About this exercise: Filter the data for lines with the word "covered" and copy those lines.

Records drawn from a dataset
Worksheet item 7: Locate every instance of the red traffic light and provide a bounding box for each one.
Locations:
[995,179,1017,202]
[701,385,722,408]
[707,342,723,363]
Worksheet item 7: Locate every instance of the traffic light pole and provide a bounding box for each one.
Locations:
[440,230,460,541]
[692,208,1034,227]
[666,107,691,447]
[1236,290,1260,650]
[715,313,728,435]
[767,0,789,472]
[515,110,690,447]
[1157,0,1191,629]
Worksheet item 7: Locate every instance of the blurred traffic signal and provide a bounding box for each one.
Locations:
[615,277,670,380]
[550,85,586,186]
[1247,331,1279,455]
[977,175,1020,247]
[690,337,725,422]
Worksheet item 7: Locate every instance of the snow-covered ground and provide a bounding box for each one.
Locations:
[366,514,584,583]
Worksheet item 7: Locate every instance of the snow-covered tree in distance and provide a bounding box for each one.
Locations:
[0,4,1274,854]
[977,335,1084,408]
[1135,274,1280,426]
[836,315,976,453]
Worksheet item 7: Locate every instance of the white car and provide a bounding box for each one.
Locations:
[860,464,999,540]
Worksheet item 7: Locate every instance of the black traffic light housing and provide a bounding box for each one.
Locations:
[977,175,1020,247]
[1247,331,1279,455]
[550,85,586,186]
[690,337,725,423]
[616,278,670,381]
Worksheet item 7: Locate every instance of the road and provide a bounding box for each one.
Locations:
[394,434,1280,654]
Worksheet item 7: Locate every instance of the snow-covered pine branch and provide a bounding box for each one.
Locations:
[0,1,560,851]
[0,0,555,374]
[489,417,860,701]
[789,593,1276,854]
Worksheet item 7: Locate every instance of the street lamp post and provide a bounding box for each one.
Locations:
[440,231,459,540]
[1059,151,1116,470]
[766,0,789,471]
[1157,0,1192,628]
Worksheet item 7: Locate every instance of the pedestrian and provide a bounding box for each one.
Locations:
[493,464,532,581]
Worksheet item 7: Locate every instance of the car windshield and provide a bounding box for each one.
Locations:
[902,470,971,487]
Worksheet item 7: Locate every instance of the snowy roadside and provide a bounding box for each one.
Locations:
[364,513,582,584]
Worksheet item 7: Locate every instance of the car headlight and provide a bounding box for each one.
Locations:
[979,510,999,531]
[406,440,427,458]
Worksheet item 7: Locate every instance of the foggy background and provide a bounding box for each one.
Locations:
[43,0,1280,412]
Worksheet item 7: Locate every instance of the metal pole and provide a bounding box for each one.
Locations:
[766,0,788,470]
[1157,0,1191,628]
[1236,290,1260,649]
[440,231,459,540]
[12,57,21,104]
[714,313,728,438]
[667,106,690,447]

Answer area:
Worksheet item 7: Locate every instance of the snow-covered ground and provide a bounding box for each one.
Worksheet item 7: Locate every instance of the snow-covered tree in distance and provide a bounding box for each one.
Worksheet item 7: Locate every instance of the snow-covered pine branch and provide a bounding box for each one.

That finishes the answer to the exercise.